• [Task to carry out]:
Needed from the data below: every line from the one with "Target: stack of book" up to and including the one with "Target: teal pom pom", repeated exactly and with nothing else.
::: The data :::
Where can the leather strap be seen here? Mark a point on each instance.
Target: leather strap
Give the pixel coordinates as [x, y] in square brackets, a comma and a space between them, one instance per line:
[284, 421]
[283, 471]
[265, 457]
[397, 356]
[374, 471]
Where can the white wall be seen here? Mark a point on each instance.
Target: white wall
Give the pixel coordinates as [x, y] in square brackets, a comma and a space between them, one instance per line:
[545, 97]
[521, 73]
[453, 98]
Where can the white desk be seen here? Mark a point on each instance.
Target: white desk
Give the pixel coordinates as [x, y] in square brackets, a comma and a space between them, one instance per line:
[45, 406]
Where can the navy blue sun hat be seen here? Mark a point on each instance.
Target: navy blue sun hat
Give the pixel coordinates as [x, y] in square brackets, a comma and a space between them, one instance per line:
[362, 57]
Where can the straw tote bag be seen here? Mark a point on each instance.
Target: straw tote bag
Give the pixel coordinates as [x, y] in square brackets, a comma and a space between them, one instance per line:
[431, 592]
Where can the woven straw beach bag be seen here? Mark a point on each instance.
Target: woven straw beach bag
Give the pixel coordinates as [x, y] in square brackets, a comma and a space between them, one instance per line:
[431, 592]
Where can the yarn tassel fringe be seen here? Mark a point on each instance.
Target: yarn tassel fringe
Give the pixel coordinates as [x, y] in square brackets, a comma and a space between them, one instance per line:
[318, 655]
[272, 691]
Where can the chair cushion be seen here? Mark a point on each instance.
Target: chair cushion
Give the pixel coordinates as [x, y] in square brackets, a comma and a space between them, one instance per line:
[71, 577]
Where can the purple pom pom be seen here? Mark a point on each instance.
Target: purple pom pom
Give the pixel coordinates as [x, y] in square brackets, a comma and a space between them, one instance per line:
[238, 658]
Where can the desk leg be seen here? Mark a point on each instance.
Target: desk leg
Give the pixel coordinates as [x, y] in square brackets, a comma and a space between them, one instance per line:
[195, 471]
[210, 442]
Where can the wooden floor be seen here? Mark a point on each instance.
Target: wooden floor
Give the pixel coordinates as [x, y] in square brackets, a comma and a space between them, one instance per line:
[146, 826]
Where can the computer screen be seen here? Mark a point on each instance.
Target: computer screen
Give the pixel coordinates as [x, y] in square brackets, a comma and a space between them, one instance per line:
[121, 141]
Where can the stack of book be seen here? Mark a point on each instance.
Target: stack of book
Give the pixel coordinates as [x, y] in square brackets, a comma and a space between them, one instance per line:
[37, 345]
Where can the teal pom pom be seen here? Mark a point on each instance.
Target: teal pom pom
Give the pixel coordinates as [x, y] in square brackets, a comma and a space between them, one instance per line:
:::
• [Output for this exercise]:
Target: stack of book
Give the pixel coordinates as [x, y] in square brackets, a comma and a space between them, one instance per line:
[37, 345]
Where can the teal pom pom be seen here? Mark a point on each instance.
Target: teal pom pom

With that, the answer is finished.